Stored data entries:
+ + + + + + +
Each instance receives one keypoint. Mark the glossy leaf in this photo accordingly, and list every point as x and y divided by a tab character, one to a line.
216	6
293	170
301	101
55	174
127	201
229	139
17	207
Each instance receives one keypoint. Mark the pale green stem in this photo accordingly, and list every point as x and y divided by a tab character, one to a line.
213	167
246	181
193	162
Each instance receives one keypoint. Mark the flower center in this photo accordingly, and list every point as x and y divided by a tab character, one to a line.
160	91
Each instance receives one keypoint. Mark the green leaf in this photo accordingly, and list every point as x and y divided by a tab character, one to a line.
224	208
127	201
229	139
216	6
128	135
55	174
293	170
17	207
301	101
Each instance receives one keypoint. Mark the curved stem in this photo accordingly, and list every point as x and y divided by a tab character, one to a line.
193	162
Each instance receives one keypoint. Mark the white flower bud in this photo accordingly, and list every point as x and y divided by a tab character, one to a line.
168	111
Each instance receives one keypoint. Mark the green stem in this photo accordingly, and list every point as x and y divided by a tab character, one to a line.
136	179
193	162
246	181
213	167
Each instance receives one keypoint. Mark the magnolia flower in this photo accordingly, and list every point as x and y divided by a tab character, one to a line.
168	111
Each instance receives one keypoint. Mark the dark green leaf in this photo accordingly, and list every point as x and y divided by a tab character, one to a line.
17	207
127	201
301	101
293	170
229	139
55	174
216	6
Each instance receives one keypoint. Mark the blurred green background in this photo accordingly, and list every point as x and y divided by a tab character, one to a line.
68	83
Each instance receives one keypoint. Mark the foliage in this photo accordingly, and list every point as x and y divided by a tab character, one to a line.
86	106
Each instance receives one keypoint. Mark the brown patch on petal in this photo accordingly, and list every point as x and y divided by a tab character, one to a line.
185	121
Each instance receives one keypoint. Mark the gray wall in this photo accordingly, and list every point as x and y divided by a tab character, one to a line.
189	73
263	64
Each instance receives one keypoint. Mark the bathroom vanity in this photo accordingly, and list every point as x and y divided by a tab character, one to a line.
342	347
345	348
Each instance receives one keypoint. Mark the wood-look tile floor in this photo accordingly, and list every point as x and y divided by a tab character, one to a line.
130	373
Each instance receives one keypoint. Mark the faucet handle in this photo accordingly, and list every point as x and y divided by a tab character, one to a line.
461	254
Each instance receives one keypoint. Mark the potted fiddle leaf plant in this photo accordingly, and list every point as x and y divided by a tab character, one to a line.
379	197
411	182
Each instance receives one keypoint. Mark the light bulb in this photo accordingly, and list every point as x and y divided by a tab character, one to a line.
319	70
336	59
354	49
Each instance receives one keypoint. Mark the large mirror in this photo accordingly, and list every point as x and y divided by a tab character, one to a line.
+ + + + + + +
PROMPT: Without omitting anything, set down all the entries above again.

PROBLEM SOLUTION:
Each instance receives one keypoint. Mark the glossy leaf in this photo accordingly, and list every point as x and y divided by a tab character, one to a line.
216	6
293	170
301	101
55	174
127	201
229	139
17	207
Each instance receives one keypoint. Mark the pale green stem in this photo accordingly, and list every point as x and y divided by a tab character, one to a line.
213	167
246	181
193	162
Each instance receives one keypoint. Mark the flower center in this photo accordingly, and list every point as x and y divided by a tab character, one to a line.
160	91
Each instance receives one keypoint. Mark the green leaf in this photo accordingly, and list every point as x and y divided by a tab character, one to a line.
224	208
127	201
229	139
216	6
128	135
55	174
293	170
17	207
301	101
Each instance receives one keypoint. Mark the curved stem in this photo accordingly, and list every point as x and y divided by a tab character, one to a line.
193	162
Each instance receives one keypoint. Mark the white flower bud in this photo accordingly, and list every point as x and y divided by a tab character, one to a line.
168	111
Each instance receives one keypoint. Mark the green stem in this photo accordingly, and list every point as x and y divided by a tab character, one to a line.
136	179
193	162
246	181
213	167
Each instance receives one keypoint. Mark the magnolia flower in this photo accordingly, and list every point as x and y divided by a tab character, one to a line.
168	111
Each instance receives one keypoint. Mark the dark green leaf in this photo accordingly, and list every point as x and y divided by a tab character, one to a line.
17	207
127	201
301	101
293	170
229	139
55	174
216	6
Each instance receives one keypoint. Mark the blurred green background in this photo accordingly, and list every point as x and y divided by a tab character, one to a line.
68	83
Each instance receives one keypoint. Mark the foliage in this photo accordingly, and list every point as x and y divided by a tab character, one to a line.
86	106
Each instance receives one keypoint. Mark the brown patch on petal in this photo accordingly, and list every point as x and y divided by a tab character, one to a line.
185	121
Each instance receives one keypoint. Mark the gray wall in this photo accordingly, and list every point as x and y divided by a tab character, one to a line.
189	73
263	64
Each instance receives one keypoint. Mark the bathroom vanity in this photo accordingly, and list every point as x and y divided by a tab character, one to a line.
342	347
345	348
Each instance receives one keypoint. Mark the wood-look tile floor in this photo accordingly, and list every point as x and y divided by a tab character, one to a line.
130	373
Each instance receives one keypoint. Mark the faucet handle in this photo accordingly, and list every point as x and y divided by a tab character, one to a line.
461	254
Each instance receives one keypoint. Mark the potted fiddle leaf plant in this photo accordingly, and list every point as x and y divided by a tab character, one to a line.
379	197
411	182
Each instance receives one keypoint. Mark the light bulb in this photo accordingly, and list every point as x and y divided by a tab character, one to a line.
319	70
336	59
354	49
Each instance receives one keypoint. Mark the large mirror in this photo accordingly, and list every point as x and y divided by a tab character, one to a line.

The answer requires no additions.